**What is asked:**
Pull out every line of the data below and copy each one word for word, in the same order.

▽

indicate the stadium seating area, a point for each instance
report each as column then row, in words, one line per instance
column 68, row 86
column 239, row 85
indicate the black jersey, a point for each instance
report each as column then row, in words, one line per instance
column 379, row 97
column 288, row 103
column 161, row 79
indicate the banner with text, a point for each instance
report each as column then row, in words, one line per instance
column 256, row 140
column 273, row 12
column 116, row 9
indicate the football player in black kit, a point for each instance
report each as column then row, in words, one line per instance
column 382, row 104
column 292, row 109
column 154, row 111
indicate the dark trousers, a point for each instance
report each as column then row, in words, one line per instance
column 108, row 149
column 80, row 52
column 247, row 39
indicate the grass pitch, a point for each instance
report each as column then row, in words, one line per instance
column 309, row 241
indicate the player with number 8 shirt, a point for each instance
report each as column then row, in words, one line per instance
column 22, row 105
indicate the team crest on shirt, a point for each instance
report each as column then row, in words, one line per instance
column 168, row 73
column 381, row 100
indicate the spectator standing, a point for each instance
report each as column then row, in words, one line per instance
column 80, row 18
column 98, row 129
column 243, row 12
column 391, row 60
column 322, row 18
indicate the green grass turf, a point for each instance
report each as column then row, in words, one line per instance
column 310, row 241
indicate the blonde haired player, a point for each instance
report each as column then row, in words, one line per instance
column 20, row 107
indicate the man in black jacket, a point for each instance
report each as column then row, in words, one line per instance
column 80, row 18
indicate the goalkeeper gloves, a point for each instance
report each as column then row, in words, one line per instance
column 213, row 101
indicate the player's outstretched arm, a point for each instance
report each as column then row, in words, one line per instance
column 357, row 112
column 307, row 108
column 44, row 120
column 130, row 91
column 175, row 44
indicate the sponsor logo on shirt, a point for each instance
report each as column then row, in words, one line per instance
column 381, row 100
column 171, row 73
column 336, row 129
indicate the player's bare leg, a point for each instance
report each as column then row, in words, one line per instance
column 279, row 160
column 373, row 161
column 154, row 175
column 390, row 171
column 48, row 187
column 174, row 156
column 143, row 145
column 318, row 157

△

**Response to the task:**
indicate the stadium seating area, a point for each instance
report each as column then row, in words, one line per instance
column 68, row 86
column 239, row 85
indicate the black jersey, a point for each instance
report each as column then row, in words, one line per instance
column 379, row 97
column 288, row 103
column 161, row 79
indicate the banner with text, a point for each instance
report each as column then row, in words, one line per instance
column 256, row 140
column 273, row 12
column 116, row 9
indicate the football player in black kit, a point for each instance
report each as column then row, in words, one line per instance
column 382, row 104
column 292, row 109
column 154, row 111
indicate the dark trousers, a point for each instance
report each as column then row, in words, one line per instance
column 108, row 149
column 80, row 52
column 247, row 39
indicate the grass pitch, a point for each instance
report each as column then row, in words, one line per instance
column 309, row 241
indicate the player with number 8 shirt, a point for each instance
report each as column then row, in words, one line per instance
column 22, row 105
indicate the team crest on shirt, a point for each instance
report each as column then row, in words, one line per instance
column 168, row 73
column 381, row 100
indicate the spectator standing, a point for each instance
report each as column then row, in words, one line per instance
column 80, row 18
column 98, row 129
column 243, row 12
column 391, row 60
column 322, row 18
indicate the green grass turf, a point for each instance
report each as column then row, in words, one line per instance
column 310, row 241
indicate the blonde haired player, a point for each instance
report each as column then row, in words, one line per instance
column 20, row 107
indicate the man in black jacket, a point for each instance
report each as column then row, in words, one line per instance
column 80, row 18
indicate the goalkeeper gloves, a point for each instance
report each as column then row, in words, one line per instance
column 213, row 101
indicate the player's outstretched arm, a point for each instance
report each as column then row, in words, one line per instance
column 357, row 112
column 307, row 108
column 44, row 120
column 130, row 91
column 175, row 44
indicate the sponsor logo on shirt, a point for each instance
report each as column then row, in words, one line per instance
column 381, row 100
column 171, row 73
column 336, row 129
indicate the player's bare leg, a point for each instance
report each as column then row, in words, one line per instance
column 279, row 160
column 373, row 161
column 154, row 175
column 390, row 171
column 48, row 187
column 174, row 156
column 143, row 145
column 318, row 157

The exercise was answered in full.